■ **SUPPLIED DATA**
——
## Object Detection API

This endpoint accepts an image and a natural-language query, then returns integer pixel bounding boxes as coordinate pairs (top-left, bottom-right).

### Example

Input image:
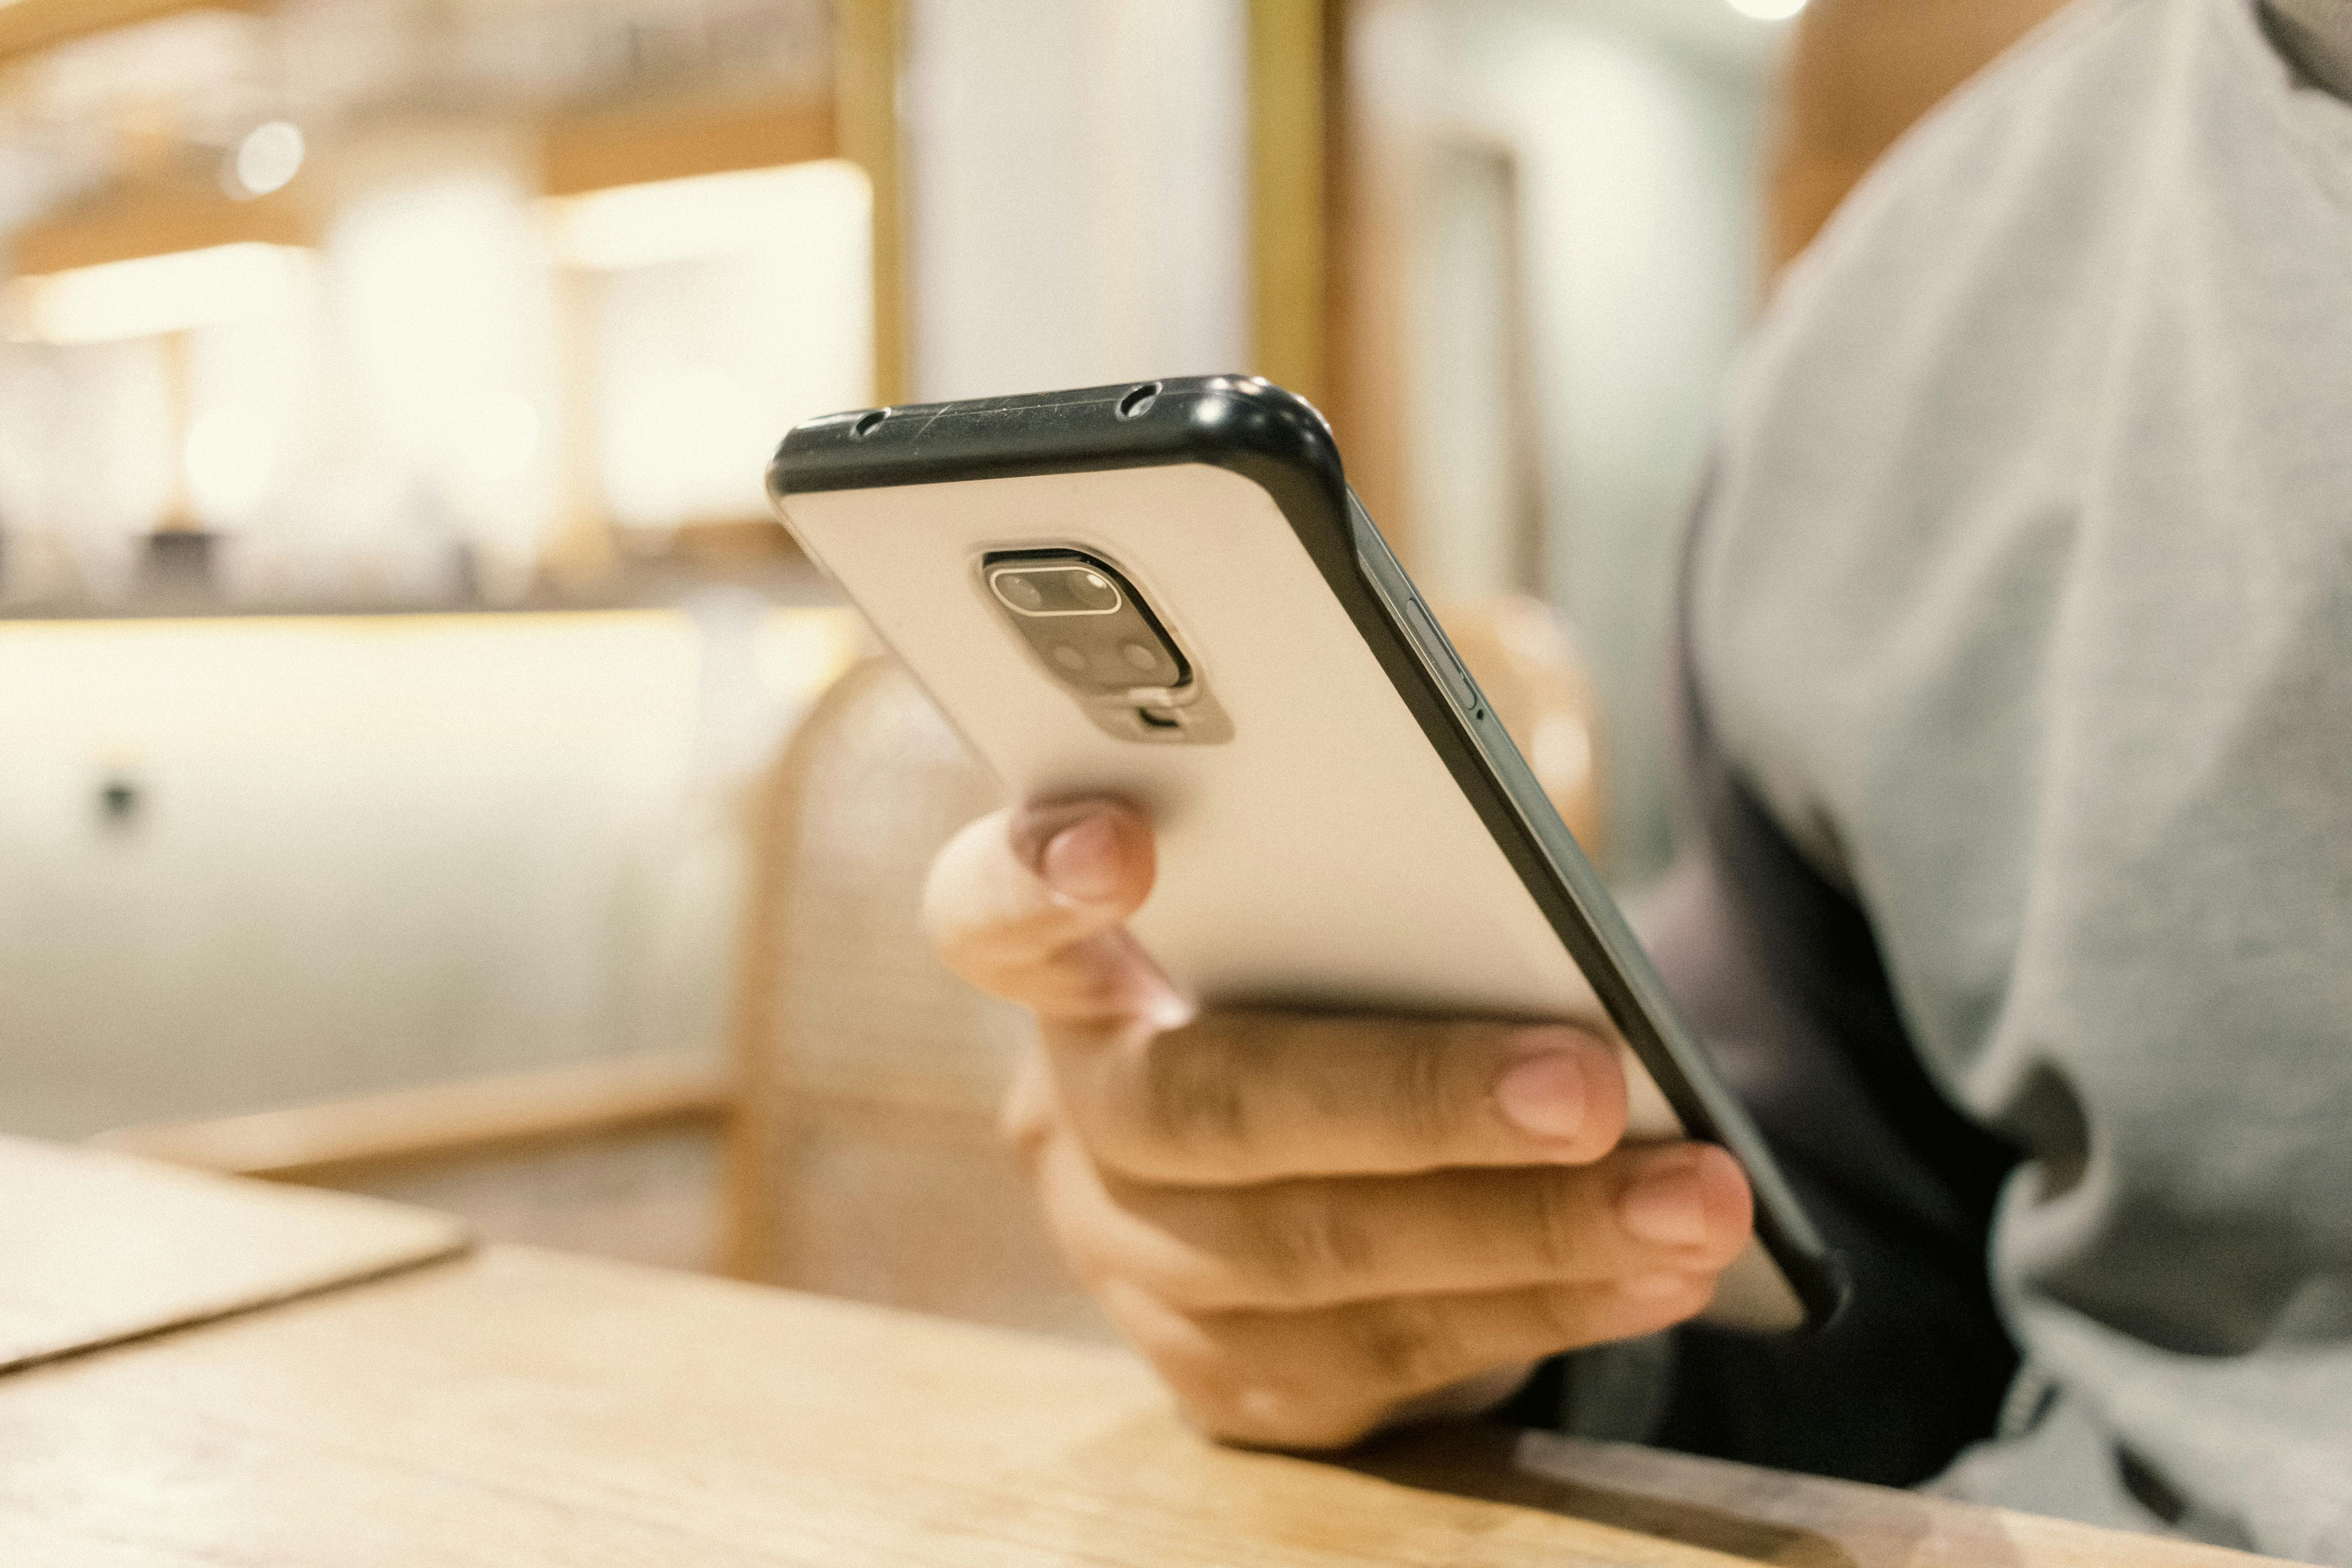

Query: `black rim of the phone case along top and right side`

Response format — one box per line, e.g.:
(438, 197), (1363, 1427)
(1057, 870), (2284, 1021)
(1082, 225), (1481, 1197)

(767, 376), (1849, 1331)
——
■ **DIRECTIONS FOR THIS TASK**
Everything in the entries above must be output again exactly, except the pictures.

■ **EXERCISE RESPONSE**
## Object Detection API

This endpoint accepts an image and a natural-language query, then returns integer pixel bounding boxes as coordinate pairs (top-left, bottom-right).

### Example

Input image:

Query: `black rim of the phone case along top and right side`

Response format — one box per line, e.g.:
(438, 197), (1363, 1427)
(1057, 870), (2284, 1021)
(1082, 225), (1481, 1197)

(767, 376), (1849, 1331)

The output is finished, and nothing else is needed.